Requirement ▸
Gather every line from the entries below that contains the word "white". Case counts.

■ ■ ■

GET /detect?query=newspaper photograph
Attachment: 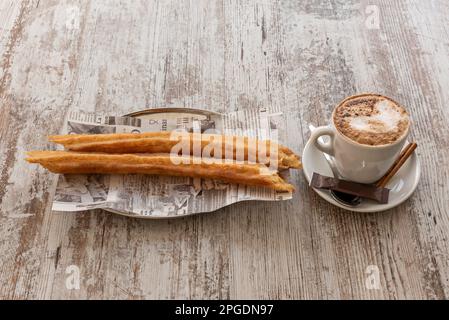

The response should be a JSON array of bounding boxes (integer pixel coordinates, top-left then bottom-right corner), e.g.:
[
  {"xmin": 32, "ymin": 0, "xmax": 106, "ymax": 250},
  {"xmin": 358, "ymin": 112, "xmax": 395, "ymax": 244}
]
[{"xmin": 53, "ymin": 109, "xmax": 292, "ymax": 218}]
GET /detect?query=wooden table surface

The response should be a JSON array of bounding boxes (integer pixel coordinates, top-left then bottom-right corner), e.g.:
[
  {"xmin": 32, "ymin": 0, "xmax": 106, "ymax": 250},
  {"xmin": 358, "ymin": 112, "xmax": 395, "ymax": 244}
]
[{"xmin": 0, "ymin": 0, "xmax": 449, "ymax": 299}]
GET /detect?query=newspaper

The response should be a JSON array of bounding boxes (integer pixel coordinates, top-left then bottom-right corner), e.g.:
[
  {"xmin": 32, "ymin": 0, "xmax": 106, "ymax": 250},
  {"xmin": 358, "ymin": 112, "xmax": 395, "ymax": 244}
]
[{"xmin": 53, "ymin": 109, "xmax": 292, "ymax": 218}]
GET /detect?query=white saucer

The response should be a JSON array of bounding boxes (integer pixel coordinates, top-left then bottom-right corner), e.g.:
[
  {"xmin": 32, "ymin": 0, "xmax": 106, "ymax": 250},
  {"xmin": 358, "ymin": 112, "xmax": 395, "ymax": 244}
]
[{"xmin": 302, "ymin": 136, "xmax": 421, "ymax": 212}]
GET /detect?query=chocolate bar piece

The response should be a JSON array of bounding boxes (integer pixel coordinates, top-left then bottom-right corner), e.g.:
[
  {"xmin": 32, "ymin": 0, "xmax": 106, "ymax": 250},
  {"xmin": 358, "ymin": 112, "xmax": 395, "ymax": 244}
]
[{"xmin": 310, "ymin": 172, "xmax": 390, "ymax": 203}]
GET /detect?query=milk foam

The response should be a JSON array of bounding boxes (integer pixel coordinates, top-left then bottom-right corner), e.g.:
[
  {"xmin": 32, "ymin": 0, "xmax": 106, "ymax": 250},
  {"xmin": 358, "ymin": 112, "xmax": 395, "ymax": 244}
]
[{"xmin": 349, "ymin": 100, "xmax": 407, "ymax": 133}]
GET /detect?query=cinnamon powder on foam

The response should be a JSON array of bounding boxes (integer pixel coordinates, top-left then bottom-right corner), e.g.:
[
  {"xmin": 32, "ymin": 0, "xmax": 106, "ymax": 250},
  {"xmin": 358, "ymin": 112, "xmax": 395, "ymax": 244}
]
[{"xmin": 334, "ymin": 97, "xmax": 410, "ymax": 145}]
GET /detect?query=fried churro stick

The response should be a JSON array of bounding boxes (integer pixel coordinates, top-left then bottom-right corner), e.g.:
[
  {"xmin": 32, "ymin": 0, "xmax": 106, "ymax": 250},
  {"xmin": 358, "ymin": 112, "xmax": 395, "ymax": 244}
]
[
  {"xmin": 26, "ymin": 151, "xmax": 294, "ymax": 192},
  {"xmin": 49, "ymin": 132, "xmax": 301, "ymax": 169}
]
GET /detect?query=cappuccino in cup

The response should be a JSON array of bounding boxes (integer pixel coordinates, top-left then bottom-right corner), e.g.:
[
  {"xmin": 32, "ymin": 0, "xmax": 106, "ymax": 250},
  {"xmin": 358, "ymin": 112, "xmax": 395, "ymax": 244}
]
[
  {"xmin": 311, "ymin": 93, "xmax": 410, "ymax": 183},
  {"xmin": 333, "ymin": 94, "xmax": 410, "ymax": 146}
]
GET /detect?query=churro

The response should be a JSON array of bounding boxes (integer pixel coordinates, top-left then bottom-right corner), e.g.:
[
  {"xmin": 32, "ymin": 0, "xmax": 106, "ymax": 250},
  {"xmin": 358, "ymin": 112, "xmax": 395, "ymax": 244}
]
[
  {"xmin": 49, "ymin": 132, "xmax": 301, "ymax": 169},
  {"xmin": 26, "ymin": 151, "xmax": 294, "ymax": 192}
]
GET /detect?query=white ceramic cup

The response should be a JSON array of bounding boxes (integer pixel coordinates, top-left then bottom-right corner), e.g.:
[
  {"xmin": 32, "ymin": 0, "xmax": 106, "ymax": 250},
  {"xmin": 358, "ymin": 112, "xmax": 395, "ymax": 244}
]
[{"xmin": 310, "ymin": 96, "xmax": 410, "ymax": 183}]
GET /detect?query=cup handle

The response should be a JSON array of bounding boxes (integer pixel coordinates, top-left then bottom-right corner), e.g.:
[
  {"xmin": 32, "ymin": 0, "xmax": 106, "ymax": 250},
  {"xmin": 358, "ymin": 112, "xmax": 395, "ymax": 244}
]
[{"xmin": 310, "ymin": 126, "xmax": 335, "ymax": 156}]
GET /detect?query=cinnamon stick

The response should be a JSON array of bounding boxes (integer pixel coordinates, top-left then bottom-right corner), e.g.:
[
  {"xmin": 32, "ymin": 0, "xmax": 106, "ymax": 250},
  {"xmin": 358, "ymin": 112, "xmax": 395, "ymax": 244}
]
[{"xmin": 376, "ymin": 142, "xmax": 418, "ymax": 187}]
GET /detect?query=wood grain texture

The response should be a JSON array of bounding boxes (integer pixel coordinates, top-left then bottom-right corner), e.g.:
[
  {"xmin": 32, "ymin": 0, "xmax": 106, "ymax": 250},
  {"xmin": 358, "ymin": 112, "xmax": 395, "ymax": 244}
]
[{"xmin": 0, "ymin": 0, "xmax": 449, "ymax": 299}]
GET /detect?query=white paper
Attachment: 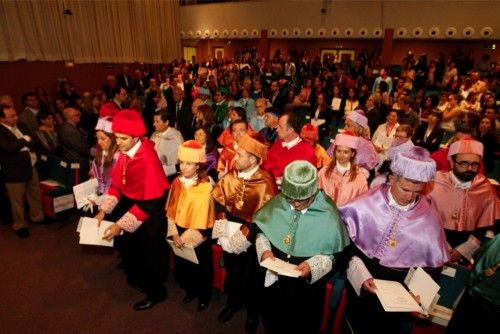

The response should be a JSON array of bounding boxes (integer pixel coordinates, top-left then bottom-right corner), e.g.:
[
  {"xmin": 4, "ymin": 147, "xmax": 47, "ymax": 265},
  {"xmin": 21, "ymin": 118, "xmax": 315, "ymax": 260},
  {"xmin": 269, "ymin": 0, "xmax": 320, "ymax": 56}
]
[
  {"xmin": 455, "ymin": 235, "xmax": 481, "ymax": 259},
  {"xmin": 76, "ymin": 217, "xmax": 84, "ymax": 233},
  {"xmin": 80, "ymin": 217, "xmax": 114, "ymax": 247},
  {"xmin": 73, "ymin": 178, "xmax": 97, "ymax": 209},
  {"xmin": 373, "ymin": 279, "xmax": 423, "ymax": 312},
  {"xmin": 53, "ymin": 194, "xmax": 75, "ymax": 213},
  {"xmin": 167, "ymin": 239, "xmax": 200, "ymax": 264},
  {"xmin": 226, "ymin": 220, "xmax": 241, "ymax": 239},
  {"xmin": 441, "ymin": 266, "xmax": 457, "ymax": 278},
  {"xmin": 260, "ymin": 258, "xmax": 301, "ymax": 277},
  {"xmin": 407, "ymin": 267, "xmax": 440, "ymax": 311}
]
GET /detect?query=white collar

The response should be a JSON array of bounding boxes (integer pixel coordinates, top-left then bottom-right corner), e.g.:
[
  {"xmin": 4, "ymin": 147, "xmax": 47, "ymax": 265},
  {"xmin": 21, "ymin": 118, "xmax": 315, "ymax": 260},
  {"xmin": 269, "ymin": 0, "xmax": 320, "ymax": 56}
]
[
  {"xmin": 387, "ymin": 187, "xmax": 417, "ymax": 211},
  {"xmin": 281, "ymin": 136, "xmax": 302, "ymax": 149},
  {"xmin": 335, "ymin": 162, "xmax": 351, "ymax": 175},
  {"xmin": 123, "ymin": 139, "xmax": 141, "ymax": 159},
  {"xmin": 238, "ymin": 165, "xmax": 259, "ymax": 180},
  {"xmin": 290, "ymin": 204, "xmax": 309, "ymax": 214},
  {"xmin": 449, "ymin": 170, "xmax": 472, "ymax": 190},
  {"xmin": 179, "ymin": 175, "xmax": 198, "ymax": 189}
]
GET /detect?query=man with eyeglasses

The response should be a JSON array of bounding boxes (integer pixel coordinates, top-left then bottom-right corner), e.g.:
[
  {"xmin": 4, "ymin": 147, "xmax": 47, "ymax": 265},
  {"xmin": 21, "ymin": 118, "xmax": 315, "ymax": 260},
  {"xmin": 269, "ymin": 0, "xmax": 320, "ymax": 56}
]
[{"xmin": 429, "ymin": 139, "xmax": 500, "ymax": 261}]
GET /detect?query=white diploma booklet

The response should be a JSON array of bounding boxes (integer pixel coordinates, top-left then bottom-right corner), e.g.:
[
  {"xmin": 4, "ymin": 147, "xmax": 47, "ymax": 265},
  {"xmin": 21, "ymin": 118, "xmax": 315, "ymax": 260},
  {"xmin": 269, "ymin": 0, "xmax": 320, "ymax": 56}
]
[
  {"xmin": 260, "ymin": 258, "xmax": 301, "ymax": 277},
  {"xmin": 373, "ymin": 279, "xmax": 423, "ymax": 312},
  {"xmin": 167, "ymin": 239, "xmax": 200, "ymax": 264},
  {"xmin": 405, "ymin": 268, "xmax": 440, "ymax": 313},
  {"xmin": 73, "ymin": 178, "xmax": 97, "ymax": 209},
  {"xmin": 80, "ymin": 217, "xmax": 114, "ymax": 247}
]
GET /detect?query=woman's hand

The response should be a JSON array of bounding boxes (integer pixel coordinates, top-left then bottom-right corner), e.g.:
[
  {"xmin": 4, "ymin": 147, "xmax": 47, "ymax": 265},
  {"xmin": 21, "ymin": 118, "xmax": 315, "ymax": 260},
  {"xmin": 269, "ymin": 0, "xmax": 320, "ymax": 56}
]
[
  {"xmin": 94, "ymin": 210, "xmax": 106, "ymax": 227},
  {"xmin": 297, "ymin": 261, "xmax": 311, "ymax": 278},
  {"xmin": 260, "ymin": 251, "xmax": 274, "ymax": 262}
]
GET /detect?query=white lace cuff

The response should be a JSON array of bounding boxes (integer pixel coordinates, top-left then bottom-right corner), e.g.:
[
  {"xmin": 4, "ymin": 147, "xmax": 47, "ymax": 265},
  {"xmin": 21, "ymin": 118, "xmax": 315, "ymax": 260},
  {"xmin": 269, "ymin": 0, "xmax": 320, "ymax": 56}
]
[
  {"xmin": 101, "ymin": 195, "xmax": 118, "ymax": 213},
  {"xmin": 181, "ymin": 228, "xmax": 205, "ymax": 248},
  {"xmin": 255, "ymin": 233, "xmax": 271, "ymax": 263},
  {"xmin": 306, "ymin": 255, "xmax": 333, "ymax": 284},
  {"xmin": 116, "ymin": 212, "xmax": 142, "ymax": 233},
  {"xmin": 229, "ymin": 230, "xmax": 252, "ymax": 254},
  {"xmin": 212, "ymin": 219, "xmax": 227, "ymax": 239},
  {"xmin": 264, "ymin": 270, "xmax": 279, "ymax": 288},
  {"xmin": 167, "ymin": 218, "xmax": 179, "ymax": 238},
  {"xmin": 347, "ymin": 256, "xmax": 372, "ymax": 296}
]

■ ■ ■

The completed task ▸
GET /detect?query=white saucer
GET /detect?query=white ceramic cup
GET /detect?query=white paper
GET /detect?query=white collar
GET /detect?query=white diploma booklet
GET /detect?query=white lace cuff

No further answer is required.